Dataset rows
● ● ● ● ● ● ●

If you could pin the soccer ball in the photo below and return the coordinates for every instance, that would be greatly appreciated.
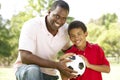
(77, 64)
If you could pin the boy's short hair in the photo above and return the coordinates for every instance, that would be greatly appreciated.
(77, 24)
(61, 4)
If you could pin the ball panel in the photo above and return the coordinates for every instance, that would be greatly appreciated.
(77, 64)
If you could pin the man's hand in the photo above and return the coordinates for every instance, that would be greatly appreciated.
(63, 57)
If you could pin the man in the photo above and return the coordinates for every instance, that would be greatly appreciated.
(40, 40)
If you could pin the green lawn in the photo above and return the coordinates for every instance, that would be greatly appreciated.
(8, 73)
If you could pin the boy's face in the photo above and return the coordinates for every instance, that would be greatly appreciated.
(57, 17)
(78, 37)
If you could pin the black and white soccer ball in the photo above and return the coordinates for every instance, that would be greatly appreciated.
(77, 64)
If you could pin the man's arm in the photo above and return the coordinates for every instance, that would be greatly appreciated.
(28, 58)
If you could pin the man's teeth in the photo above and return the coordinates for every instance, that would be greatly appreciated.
(57, 24)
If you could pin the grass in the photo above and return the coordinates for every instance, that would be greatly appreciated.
(8, 73)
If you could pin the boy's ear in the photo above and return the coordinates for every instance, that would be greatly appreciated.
(86, 33)
(49, 11)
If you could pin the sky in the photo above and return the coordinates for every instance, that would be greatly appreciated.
(82, 10)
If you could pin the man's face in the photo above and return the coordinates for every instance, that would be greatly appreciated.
(57, 18)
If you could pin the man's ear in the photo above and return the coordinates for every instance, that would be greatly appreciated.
(49, 11)
(86, 34)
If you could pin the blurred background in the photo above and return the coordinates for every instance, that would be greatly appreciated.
(102, 18)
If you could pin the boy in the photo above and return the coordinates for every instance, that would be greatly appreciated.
(92, 54)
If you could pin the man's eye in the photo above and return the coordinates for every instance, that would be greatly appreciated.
(57, 16)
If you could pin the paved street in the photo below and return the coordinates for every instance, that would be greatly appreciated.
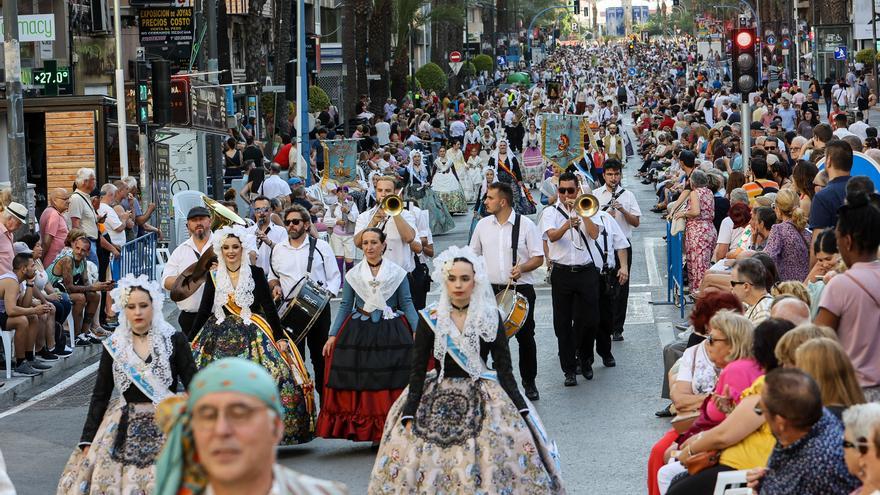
(604, 427)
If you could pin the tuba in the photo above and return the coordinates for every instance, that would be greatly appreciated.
(221, 216)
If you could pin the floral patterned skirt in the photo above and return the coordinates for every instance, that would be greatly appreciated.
(121, 457)
(232, 338)
(466, 437)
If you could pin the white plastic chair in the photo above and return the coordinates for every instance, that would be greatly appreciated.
(8, 336)
(732, 483)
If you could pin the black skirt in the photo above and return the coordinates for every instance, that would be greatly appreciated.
(371, 356)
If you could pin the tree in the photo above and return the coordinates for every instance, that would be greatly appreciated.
(432, 77)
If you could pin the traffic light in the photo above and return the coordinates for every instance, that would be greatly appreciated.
(142, 93)
(745, 64)
(161, 92)
(290, 81)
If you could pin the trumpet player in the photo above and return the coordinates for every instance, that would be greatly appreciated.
(574, 277)
(400, 228)
(494, 238)
(622, 205)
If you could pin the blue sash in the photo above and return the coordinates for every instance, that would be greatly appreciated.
(141, 381)
(539, 433)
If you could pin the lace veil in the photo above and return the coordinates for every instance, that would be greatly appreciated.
(482, 317)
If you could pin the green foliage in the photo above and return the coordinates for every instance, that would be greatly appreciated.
(318, 100)
(864, 56)
(432, 77)
(483, 63)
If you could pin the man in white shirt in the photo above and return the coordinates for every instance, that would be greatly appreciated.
(623, 207)
(267, 233)
(399, 229)
(274, 186)
(493, 238)
(574, 277)
(304, 256)
(198, 224)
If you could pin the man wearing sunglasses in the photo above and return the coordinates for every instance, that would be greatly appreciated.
(574, 278)
(305, 256)
(808, 456)
(267, 233)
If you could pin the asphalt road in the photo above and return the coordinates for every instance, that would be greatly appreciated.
(604, 428)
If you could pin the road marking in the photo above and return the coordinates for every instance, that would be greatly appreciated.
(639, 309)
(67, 383)
(651, 260)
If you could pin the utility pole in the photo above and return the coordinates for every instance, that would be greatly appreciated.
(15, 99)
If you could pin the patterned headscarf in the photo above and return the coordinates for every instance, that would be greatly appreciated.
(177, 471)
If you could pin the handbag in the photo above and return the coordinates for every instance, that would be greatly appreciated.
(702, 460)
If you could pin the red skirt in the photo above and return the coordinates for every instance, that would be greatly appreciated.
(357, 415)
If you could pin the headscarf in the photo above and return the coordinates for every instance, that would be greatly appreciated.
(243, 292)
(176, 467)
(158, 371)
(482, 318)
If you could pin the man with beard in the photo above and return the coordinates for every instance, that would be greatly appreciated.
(267, 233)
(305, 256)
(198, 224)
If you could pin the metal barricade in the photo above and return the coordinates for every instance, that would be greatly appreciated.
(675, 268)
(138, 256)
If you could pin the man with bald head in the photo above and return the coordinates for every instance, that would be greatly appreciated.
(53, 227)
(791, 309)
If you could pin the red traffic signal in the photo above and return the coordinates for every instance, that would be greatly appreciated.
(744, 39)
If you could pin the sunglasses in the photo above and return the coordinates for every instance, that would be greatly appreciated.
(861, 446)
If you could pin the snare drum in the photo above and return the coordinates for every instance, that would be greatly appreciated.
(303, 307)
(514, 308)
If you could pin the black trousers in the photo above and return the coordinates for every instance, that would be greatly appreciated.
(528, 349)
(186, 319)
(315, 340)
(622, 297)
(575, 297)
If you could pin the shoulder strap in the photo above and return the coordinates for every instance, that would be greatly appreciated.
(514, 242)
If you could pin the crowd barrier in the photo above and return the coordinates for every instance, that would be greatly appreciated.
(675, 268)
(138, 257)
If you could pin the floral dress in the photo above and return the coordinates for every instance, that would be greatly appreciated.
(700, 237)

● ● ● ● ● ● ●

Problem to work on
Set the entries down again exactly. Do not include the images.

Response
If you could pin the soccer ball in the photo below and return the coordinates for every instance, that would be greatly appreciated.
(77, 64)
If you could pin the boy's short hair in the photo above and return the coordinates for every instance, that would be greatly appreciated.
(77, 24)
(61, 4)
If you could pin the ball panel in the photo above and return the coordinates for every instance, that would be greatly appreciated.
(77, 64)
If you could pin the man's hand in the photo above and return the coordinates for every instance, that would be greatly appreciated.
(63, 57)
If you could pin the man in the photo above and return the coordinates for every instance, that would be greatly appreciated.
(40, 40)
If you could pin the green lawn in the photo above and return the coordinates for every instance, that would be greatly appreciated.
(8, 73)
If you could pin the boy's face in the photo above and return the coordinates for every instance, that would be greatly appreciated.
(57, 17)
(78, 37)
If you could pin the black and white soccer ball in the photo above and return the coordinates for every instance, that would be greatly appreciated.
(77, 64)
If you could pin the man's arm in the photo above and return the coordinates for every instance, that would be greatly appreciated.
(28, 58)
If you could pin the man's teeth in the photo above and return the coordinates for every instance, that would be greatly appreciated.
(57, 24)
If you could pin the grass in the photo above and return the coordinates for every instance, that would be greatly appreciated.
(8, 73)
If you could pin the boy's ear in the photo above and return the coordinates for every instance, that would be greatly appreciated.
(86, 33)
(49, 11)
If you could pin the sky in the photo above and return the coordinates for every instance, that would be greatly appreciated.
(82, 10)
If you could pin the man's face in the photo above and return the coordinates for every instance, that would be greatly appreciated.
(57, 18)
If you could pin the man's ear in the photo above and return the coordinates for every instance, that would be greatly appreciated.
(49, 11)
(86, 34)
If you could pin the blurred background in the photo above and return the coordinates for every instance, that would be greatly appreciated.
(102, 18)
If you could pin the boy in the photo above and return the coordinates for every instance, that would be greatly appreciated.
(92, 54)
If you could pin the man's eye in the photo above and return the coordinates for every instance, that would be greatly appreciated.
(57, 16)
If you could pin the paved street in the photo below and return the coordinates for every instance, that would be greatly appreciated.
(604, 427)
If you could pin the tuba in the photo above and return the coordinates for every instance, that would be greatly appreciated.
(221, 216)
If you could pin the floral patterned skirt in the photo above and return the coordinates for every instance, that would be greatly appreciated.
(121, 457)
(232, 338)
(466, 437)
If you could pin the white plastic chair in the photo above and return the coordinates for every instance, that would be greatly appreciated.
(8, 336)
(732, 483)
If you could pin the black skirt in the photo above and return the coordinates for every instance, that would be greatly appreciated.
(371, 356)
If you could pin the tree in the photo above and return the coordinates for every instance, that would be greatly appreciated.
(432, 77)
If you could pin the traffic light in the photo above and return the coordinates for every instance, that would be greatly appreciated.
(142, 93)
(745, 64)
(161, 92)
(290, 81)
If you could pin the trumpet player in the photo above and return the coordinates for every instance, that would be greatly appreciated.
(574, 277)
(400, 228)
(494, 238)
(622, 205)
If you could pin the blue sash in the photo above and return the coordinates for every instance, that would be greatly appreciated.
(141, 381)
(539, 433)
If you could pin the lace veil in the photo above and return the coordinates for every instance, that would be greatly appreciated.
(482, 317)
If you could pin the green foliage in the photo above and return the coordinates for every instance, that would be greatly appreciated.
(318, 100)
(864, 56)
(432, 77)
(483, 63)
If you could pin the man in white shirt in the photo above and return the coordinates for every instance, that would be greatly appreciated.
(623, 207)
(267, 233)
(399, 229)
(274, 186)
(493, 238)
(574, 277)
(304, 256)
(198, 224)
If you could pin the man wearing sunglasses in the photo above and return the coordinates for every instance, that would be greatly appreciated.
(574, 278)
(305, 256)
(808, 456)
(267, 233)
If you could pin the asphalt road in the photo above and return the coordinates for every instance, that would be greatly appreciated.
(604, 428)
If you could pin the road marking in the photo above and return the coordinates for every instance, that would be greatly appreciated.
(639, 309)
(67, 383)
(651, 260)
If you could pin the utility pole in the photo above and return the coordinates for every instance, that would be greatly appreciated.
(15, 99)
If you could pin the patterned headscarf in the photo above and return the coordinates for every instance, that would be greatly appreciated.
(177, 471)
If you could pin the handbag in the photo above and return the coordinates for every instance, that would be greatly appreciated.
(702, 460)
If you could pin the red skirt in the photo above and return the coordinates for every instance, that would be greatly appreciated.
(357, 415)
If you could pin the headscarf in the photo above and return the coordinates for every instance, that would be greatly appreciated.
(243, 292)
(176, 467)
(158, 371)
(482, 318)
If you could pin the man with beard in the photo above and return the coordinates for every instance, that would be greatly appreciated.
(267, 233)
(305, 256)
(198, 224)
If you could pin the metal barricade in the photo above and return the coordinates for every instance, that would be greatly appreciated.
(675, 268)
(138, 256)
If you could pin the man with bald head in the photo above and return the coordinates for every instance, that would be greatly appreciated.
(53, 227)
(791, 309)
If you could pin the red traffic signal in the photo above and return the coordinates for every instance, that would be greatly appreciated.
(744, 39)
If you could pin the sunglasses in the photo above and return the coordinates for every instance, that would be greatly appreciated.
(861, 446)
If you could pin the snare drum in the photo above and return the coordinates for every instance, that would be greatly appreciated.
(303, 307)
(514, 308)
If you could pin the black trousers in the photo above and return the coordinates for every instance, that would be greatly appreciated.
(528, 349)
(186, 319)
(315, 340)
(622, 297)
(575, 297)
If you could pin the shoulder strap in the photo above and return the coordinates for every instance, that would be greatly appreciated.
(514, 242)
If you could pin the crowd barrier in the photo above and return the coordinates for every instance, that would be greatly appreciated.
(675, 268)
(138, 257)
If you could pin the floral dress in the photo above and return the coordinates for every instance, that would be greatly appreciated.
(700, 237)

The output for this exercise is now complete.